BAUCUS: I think the president has put too much stock in a lot of great personal relationships. Really what counts is the best interest of that country. President Xi is only going to do what is best for China, irrespective of whether he has a good relationship with Donald Trump. Same with the United States. But still, knowing somebody helps.

BOLDUAN: Do you think that if Donald Trump takes the next step, putting tariffs on all Chinese goods coming into the United States --

BAUCUS: Right.

BOLDUAN: -- is that a way to get China to -- I don't any other way to put it -- other than get China to bend?

BAUCUS: Not much. I think China will bend a little, not much, because China is proud. China has other options. They can boost the Belt and Road Initiative. It can invest in lots of other countries around the world. China will not bend.


BOLDUAN: You see this ending poorly for the United States?

BAUCUS: I think we're in a tough spot, especially because President Trump is so public about what he's done. And it's such a big deal, it's hard for him to back down from what he's done already. The danger I see, too, this is a faint echo of Smoot-Hawley.

BOLDUAN: Explain.

BAUCUS: The '30s, the depression was caused, in large part, because countries put tariffs on each other's products. We're putting big tariffs on Chinese products. You have tariffs on other country's products. China is putting tariffs on our products. I hope we don't get momentum to move us in that direction because that's going to cause a recession in America and other countries as well.

BOLDUAN: With concern like that, I do then wonder, how happy are you that you're not the current U.S. ambassador to China?

BAUCUS: It's mixed. I loved the job. I like being there. Maybe a bit of a masochist. I like jumping in. I care a lot about the U.S./China relationship.


BAUCUS: I wanted to do all I could just to help people understand each other. A lot of this is misunderstanding both ways. Because more people look at each other as premises and assumptions, they can start to talk a little bit and understand each other.

● Set exercise 1:
In the interview about U.S.-China tariffs, which earlier tariff episode does Baucus call a faint echo of the present danger?
● Set exercise 2:
Carry on the interview about U.S.-China tariffs, beginning right after its final line.

● Record list:
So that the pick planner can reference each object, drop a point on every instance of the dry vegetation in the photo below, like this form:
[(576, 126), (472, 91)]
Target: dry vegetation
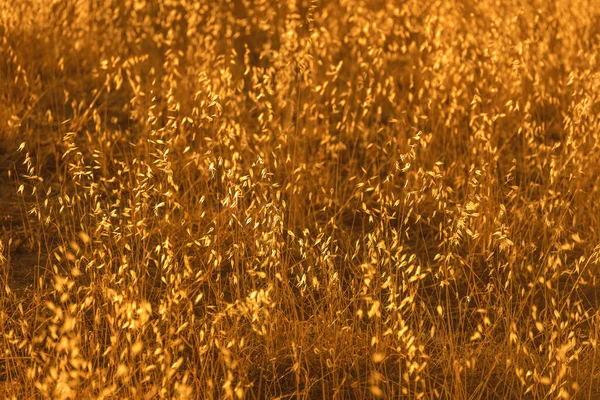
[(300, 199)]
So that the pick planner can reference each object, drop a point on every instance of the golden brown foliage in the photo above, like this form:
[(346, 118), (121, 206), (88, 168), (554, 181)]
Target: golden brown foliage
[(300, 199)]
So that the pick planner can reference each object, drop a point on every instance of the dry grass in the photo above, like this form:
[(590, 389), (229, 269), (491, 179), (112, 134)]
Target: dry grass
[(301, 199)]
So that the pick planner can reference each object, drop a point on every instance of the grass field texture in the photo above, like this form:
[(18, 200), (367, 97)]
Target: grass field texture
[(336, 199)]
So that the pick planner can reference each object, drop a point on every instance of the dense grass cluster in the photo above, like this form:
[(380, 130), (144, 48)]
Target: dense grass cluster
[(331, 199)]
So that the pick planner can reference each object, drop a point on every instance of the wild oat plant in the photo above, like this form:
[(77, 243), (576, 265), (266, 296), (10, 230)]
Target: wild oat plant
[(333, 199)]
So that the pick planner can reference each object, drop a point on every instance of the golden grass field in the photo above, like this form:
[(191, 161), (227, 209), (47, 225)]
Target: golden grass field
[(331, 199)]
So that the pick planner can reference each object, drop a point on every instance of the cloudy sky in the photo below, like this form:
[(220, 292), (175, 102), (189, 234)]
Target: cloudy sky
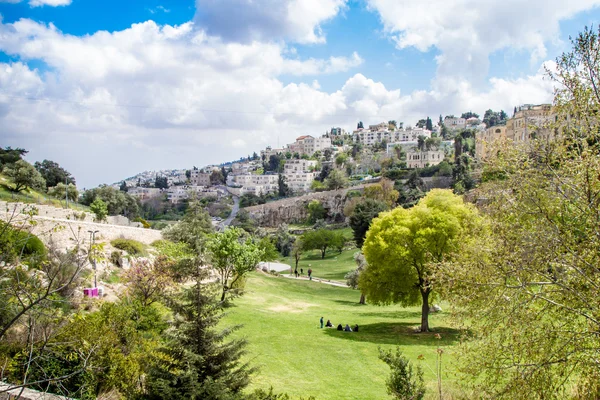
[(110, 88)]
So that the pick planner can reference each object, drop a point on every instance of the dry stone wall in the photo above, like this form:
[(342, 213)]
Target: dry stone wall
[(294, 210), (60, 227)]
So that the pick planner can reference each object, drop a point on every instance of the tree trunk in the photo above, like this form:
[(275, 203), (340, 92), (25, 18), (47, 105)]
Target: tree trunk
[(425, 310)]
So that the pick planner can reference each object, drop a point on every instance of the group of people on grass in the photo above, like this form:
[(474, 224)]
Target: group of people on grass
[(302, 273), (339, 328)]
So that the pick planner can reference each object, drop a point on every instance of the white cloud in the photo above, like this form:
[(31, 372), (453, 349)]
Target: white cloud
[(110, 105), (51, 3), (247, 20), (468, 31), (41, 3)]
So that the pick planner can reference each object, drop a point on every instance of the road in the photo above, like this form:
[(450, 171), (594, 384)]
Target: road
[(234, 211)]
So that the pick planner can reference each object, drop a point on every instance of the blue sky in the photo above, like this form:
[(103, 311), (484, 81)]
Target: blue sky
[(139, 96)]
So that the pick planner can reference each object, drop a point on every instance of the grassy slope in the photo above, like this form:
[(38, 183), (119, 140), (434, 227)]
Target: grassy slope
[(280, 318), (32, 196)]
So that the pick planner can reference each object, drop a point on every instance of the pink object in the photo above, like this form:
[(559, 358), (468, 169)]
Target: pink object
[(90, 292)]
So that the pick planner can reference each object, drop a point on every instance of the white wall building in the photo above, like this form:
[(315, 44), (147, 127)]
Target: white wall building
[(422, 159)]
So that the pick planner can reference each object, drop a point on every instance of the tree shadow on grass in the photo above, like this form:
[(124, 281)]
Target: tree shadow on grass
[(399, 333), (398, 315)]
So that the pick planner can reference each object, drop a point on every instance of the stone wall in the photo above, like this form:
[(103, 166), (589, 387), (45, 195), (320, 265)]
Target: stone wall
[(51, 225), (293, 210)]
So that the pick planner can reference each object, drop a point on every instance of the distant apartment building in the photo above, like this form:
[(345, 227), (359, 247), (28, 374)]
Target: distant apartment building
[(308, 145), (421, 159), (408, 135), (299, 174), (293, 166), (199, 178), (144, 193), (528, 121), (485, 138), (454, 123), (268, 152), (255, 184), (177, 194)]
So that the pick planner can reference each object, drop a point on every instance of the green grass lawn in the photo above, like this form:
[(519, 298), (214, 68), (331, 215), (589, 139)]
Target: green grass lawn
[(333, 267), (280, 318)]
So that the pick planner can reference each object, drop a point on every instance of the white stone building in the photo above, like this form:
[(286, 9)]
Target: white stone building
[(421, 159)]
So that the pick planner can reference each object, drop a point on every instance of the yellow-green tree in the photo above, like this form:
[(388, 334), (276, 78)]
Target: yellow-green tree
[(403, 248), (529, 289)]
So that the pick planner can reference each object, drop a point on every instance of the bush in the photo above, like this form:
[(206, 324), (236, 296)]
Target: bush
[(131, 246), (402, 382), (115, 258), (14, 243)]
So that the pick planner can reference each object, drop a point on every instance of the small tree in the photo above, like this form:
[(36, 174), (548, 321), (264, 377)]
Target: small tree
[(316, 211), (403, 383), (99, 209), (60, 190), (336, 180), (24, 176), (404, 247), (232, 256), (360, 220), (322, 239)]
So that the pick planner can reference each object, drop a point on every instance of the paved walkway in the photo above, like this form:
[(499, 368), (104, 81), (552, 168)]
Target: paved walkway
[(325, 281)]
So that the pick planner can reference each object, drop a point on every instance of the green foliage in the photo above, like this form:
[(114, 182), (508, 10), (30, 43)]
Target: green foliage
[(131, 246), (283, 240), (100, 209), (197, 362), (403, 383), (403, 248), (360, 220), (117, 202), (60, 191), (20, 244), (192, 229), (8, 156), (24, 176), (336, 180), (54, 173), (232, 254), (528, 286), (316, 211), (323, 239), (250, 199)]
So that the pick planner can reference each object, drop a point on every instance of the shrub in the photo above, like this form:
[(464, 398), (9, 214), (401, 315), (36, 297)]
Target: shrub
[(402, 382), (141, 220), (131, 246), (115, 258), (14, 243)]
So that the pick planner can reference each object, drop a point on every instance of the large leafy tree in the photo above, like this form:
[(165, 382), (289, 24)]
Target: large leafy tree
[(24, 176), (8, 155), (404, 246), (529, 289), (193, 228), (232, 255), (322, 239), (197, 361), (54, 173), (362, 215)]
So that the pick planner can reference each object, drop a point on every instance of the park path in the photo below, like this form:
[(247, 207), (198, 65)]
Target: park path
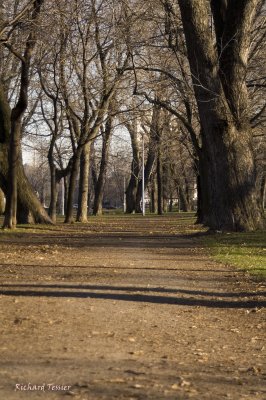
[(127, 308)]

● Response 1:
Smoot-Hawley

● Response 2:
BOLDUAN: What's your advice to Terry Branstad right now?

BAUCUS: Keep asking questions. Keep talking. Ask constructive questions. Find ways to get out of this mess.

BOLDUAN: What's the one question, what would be the one question you would be asking right now or how you would be trying to direct the conversation, to if not to stop a trade war, de-escalate tensions, if it's possible?

BAUCUS: Well, it depends on who you're talking to. If he's talking to President Trump, say, hey, China is not what you think, China's not a pushover like you think it is. If he were talking to President Xi, he would say, we want to work with you, the United States and Americans want to work with the Chinese because we need each other, let's find a way.

BOLDUAN: Great to see you, Ambassador. BAUCUS: Thanks.

BOLDUAN: Thank you so much. Really appreciate it.

BAUCUS: Thanks.

[11:10:03] BOLDUAN: Coming up for us, stonewalling Congress. A new wave of defiance as the White House and President Trump's allies resist more than 20 congressional investigations. That's the new analysis. So where does the standoff go from here?

Plus, they're back in court. Actress Felicity Huffman is getting ready to formally plead guilty for her role in the college admissions scandal. What will she say when she comes face-to-face with the judge? And could she soon be behind bars?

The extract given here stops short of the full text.